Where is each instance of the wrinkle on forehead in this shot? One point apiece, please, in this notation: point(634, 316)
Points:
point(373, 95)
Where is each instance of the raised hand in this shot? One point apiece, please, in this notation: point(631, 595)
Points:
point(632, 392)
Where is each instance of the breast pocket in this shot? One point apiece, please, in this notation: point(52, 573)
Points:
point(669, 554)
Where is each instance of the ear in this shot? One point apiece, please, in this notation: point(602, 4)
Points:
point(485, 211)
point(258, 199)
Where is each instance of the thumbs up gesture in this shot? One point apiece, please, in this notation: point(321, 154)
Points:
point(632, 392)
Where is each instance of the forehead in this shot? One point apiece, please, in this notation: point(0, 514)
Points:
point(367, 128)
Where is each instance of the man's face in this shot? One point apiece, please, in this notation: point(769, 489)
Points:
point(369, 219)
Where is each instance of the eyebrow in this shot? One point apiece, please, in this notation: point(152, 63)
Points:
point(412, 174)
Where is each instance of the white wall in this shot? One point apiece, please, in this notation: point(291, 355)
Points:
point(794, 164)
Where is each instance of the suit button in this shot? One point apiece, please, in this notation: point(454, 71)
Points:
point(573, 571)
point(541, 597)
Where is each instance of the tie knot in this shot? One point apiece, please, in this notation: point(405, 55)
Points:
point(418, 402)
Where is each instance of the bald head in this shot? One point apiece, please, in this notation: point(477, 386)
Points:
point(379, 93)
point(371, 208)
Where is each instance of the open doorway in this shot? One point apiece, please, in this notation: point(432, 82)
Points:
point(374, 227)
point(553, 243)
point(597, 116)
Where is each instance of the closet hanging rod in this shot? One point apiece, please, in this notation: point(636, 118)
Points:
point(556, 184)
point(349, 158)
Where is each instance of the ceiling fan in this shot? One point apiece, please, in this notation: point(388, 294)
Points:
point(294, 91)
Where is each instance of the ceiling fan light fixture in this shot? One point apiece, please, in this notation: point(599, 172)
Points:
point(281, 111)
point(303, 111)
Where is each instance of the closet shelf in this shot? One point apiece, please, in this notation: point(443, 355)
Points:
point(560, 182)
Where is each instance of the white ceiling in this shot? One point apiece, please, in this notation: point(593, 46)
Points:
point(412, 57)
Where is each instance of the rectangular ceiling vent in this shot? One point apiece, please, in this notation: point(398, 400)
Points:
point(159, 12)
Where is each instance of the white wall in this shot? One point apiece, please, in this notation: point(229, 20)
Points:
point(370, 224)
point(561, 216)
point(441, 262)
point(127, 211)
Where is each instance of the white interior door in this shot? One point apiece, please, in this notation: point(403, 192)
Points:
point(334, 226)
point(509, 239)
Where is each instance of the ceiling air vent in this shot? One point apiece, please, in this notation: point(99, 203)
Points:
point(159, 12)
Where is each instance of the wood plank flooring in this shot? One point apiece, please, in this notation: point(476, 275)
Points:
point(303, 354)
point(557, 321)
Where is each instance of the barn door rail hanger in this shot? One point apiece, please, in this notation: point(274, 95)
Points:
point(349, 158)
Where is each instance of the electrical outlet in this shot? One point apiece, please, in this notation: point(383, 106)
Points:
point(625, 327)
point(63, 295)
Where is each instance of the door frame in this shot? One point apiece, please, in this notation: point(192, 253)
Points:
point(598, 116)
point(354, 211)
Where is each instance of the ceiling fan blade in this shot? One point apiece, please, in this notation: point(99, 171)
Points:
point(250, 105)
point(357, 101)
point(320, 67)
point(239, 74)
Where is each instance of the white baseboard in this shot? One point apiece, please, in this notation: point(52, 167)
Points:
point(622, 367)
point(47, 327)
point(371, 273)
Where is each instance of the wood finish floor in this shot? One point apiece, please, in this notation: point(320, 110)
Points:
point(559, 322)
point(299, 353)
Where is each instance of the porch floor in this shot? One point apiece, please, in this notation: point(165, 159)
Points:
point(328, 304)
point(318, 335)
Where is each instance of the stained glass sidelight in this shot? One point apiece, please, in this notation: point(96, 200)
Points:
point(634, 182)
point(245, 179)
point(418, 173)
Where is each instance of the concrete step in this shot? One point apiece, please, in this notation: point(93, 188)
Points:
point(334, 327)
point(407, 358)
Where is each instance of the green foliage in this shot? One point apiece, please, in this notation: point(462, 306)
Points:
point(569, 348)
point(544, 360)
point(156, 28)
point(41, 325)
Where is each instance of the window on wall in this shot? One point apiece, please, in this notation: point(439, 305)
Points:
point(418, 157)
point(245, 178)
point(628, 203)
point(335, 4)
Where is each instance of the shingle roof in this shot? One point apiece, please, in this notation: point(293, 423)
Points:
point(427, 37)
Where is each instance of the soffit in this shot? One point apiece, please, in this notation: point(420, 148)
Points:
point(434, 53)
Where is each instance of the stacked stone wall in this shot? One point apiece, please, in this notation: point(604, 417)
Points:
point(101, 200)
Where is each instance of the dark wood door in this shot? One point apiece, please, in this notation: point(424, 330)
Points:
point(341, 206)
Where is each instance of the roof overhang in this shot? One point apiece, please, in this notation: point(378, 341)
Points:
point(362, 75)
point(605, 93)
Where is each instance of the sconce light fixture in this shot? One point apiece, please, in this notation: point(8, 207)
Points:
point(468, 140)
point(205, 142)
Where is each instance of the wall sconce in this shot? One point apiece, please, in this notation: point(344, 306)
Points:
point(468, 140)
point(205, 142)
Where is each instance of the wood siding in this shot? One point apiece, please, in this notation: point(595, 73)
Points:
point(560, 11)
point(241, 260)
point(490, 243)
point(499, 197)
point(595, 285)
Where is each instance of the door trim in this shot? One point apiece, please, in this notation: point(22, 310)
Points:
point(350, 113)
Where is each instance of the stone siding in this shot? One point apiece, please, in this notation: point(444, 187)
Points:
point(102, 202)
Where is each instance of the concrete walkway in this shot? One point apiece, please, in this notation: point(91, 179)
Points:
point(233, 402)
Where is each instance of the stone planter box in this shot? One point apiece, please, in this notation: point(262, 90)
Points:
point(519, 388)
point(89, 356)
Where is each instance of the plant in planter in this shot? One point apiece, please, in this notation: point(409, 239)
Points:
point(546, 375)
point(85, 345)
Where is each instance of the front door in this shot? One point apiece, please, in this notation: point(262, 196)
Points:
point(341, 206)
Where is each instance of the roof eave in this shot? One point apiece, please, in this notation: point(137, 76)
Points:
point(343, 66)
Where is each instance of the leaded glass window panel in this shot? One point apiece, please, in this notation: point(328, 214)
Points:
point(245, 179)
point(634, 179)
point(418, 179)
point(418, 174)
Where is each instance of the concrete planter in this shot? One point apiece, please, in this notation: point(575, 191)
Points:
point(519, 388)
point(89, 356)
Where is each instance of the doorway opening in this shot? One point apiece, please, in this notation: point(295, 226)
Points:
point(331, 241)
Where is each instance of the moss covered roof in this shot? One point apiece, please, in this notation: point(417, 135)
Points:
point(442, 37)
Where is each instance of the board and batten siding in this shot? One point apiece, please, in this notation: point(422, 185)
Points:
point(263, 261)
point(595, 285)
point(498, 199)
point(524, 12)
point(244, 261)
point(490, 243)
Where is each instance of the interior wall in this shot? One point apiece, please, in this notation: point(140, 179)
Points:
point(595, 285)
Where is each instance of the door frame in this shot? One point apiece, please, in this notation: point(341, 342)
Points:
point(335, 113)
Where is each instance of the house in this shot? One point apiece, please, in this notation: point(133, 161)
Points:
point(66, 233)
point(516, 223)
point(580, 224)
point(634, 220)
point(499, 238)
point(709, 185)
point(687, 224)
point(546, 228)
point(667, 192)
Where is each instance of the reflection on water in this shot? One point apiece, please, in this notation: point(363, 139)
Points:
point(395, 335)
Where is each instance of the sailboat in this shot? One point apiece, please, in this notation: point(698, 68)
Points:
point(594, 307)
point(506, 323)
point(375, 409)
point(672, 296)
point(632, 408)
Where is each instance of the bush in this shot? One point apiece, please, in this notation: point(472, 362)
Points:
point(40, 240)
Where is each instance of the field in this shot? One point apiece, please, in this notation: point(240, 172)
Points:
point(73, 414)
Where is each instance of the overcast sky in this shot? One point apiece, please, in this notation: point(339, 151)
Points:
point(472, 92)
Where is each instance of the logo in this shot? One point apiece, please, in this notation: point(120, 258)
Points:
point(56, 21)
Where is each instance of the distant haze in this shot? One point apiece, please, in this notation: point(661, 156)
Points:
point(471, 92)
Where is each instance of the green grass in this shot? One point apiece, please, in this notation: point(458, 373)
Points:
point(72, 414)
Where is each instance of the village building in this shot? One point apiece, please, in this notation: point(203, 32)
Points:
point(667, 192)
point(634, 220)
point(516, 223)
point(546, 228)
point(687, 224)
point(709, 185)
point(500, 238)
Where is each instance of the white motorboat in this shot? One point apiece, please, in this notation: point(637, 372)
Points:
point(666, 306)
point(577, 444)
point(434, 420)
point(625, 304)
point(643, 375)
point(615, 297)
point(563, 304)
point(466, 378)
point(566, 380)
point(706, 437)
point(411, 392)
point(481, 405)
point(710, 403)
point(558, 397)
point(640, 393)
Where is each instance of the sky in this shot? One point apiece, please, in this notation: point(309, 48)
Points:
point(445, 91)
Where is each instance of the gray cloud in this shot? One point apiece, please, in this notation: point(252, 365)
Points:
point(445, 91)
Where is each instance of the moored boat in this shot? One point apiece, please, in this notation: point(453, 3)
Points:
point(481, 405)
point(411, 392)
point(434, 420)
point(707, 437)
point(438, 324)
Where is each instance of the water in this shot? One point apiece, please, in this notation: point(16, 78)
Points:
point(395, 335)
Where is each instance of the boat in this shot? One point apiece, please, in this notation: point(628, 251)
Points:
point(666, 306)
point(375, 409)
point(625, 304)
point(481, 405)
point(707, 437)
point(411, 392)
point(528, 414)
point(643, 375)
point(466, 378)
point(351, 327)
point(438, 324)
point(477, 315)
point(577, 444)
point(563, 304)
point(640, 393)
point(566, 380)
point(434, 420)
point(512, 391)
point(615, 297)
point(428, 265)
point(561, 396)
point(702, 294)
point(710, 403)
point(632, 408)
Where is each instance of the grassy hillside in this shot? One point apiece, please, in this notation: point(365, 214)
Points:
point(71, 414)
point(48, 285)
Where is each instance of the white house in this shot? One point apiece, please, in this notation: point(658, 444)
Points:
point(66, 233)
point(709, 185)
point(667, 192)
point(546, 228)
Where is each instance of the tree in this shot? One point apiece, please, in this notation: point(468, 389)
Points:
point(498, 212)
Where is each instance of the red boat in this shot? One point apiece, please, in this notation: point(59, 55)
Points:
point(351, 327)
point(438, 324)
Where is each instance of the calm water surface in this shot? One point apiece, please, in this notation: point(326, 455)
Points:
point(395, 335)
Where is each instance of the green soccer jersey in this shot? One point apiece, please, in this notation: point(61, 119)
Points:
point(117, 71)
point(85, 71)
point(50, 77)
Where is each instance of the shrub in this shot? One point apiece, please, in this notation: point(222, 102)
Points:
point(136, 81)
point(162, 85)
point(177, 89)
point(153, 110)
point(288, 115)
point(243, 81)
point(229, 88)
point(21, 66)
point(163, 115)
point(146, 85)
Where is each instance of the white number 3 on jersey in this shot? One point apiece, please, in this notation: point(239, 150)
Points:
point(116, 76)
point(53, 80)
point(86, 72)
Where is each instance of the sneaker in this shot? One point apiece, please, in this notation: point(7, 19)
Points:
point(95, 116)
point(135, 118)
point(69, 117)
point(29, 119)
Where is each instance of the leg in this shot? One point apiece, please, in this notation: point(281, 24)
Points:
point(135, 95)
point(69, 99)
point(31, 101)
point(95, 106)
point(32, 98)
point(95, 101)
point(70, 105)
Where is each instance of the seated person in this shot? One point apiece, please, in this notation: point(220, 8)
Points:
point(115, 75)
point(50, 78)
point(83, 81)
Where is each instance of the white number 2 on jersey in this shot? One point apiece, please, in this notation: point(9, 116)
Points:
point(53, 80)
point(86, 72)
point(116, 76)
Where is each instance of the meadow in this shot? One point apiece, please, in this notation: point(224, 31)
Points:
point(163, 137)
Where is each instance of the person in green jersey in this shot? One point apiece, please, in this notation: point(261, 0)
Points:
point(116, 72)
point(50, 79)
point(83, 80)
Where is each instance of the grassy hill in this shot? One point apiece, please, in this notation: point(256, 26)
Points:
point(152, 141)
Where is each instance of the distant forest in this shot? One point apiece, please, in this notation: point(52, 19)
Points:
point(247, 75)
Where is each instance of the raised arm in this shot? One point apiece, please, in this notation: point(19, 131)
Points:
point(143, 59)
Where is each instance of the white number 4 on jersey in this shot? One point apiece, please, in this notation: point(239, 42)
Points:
══════
* _INSTRUCTIONS FOR THE TASK_
Copy out word for word each line of the listing, from the very first line down to the line containing "Where is each instance of the ear", and stop after that line.

* _REPLY_
Where is each instance of the wrinkle on forehead in this shot? One point apiece, please, in this notation: point(634, 316)
Points:
point(373, 95)
Where is each instance of the raised hand in this shot? One point apiece, please, in this notation: point(631, 595)
Points:
point(632, 392)
Where is each instance of the breast pocket in this shot? One point apiece, please, in this notation: point(52, 573)
Points:
point(669, 554)
Where is each instance of the ear in this shot? One point apiece, please, in this notation: point(602, 4)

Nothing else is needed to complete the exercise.